--- START OF DOCUMENT SEGMENT ---

Skip to content

Accessing GeoParquet with Python and GDAL

This tutorial demonstrates how to access and manipulate the optimized building footprint layer in GeoParquet format using Python (GeoPandas) and GDAL (ogr2ogr). These tools allow you to filter, transform, and export data efficiently.

For Linux and macOS

This tutorial uses examples designed for Windows. Multi-line commands show the line continuation character according to the shell:

  • Windows Command Prompt (CMD): ^
  • Windows PowerShell: ` (backtick)

On Linux/macOS (bash, zsh), replace these characters with \ to indicate line continuation. Always check which shell you are using before adapting the syntax.

Conda Environment Setup

The following steps will guide you through setting up the environment needed to access and manipulate the GeoParquet building footprint data.


Installing conda

The recommended Python environment uses conda to manage dependencies. If you have not installed conda yet:

  1. Download and install Miniconda or Anaconda
  2. Verify the installation by opening a terminal and typing:
conda --version

If the command returns a version number (e.g., conda 24.1.2), conda is correctly installed.

Downloading the Environment File

The environment_geoparquet.yaml file contains all dependencies needed to work with GeoParquet data using Python and GDAL.

Download the environment file

📄 Download environment_geoparquet.yaml

Save this file in a working directory on your computer.

Creating the Environment

Open a terminal, navigate to the directory containing environment_geoparquet.yaml, then run:

conda env create -f environment_geoparquet.yaml -n env_geoparquet

This command will:

  • Install Python 3.12
  • Install the required libraries: geopandas, pyarrow, shapely, libgdal-arrow-parquet, gdal
  • Install GDAL ≥ 3.10 with GeoParquet support

Installation time

Installation may take a few minutes depending on your internet connection. Conda will automatically download and install all required dependencies.

Activating the Environment

Once the environment is created, activate it with:

conda activate env_geoparquet

Your command prompt should now display (env_geoparquet) at the beginning of the line, indicating the environment is active.

--- END OF DOCUMENT SEGMENT ---
--- START OF DATA SECTION ---

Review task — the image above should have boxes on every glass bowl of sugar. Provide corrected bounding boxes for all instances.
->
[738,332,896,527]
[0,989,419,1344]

--- END OF DATA SECTION ---

**WORK INSTRUCTIONS**
[A] Write out the part of the GeoParquet tutorial starting with "For Linux and" and going on through "adapting the syntax.".
[B] Name every library that the GeoParquet tutorial lists as required for the conda environment.
[C] Carry on the GeoParquet tutorial from the point where it stops.

**SOLVED PROBLEMS**
[A]
For Linux and macOS

This tutorial uses examples designed for Windows. Multi-line commands show the line continuation character according to the shell:

  • Windows Command Prompt (CMD): ^
  • Windows PowerShell: ` (backtick)

On Linux/macOS (bash, zsh), replace these characters with \ to indicate line continuation. Always check which shell you are using before adapting the syntax.

[B] geopandas, pyarrow, shapely, libgdal-arrow-parquet, gdal

[C]
Verifying the Installation

To verify that the installation was successful, run the following commands:

1. Check Python version:

python --version
Expected: Python 3.12.x

2. Check for GeoParquet driver in GDAL:

ogrinfo --formats | findstr Parquet
Expected: A line containing Parquet (e.g., Parquet -raster,vector- (rw+): (Geo)Parquet)

3. Test Python imports:

python -c "import geopandas; import pyarrow; print('OK - All modules are correctly installed')"
Expected: OK - All modules are correctly installed

Troubleshooting

If you encounter persistent issues, remove the environment with conda env remove -n env_geoparquet and recreate it. You can also consult the GDAL documentation for creating an environment with GeoParquet support: https://gdal.org/en/stable/tutorials/vector_geoparquet_tut.html


Data Used

The optimized building footprint layer is accessible via the same URL. However, the function used in Python requires the S3 path. Here are the two links used:

  • S3 URL (for Python/GeoPandas):
    s3://ftp-maps-canada-ca/pub/nrcan_rncan/extraction/auto_building/auto_building_opti_2/auto_building_opti_2.parquet

  • /vsicurl/ URL (for GDAL/ogr2ogr):
    /vsicurl/https://ftp.maps.canada.ca/pub/nrcan_rncan/extraction/auto_building/auto_building_opti_2/auto_building_opti_2.parquet


Access with Python (GeoPandas)

GeoPandas, combined with PyArrow, allows you to efficiently read GeoParquet data with spatial filtering. GeoParquet supports lazy reading, so you only read the portions of the file you need.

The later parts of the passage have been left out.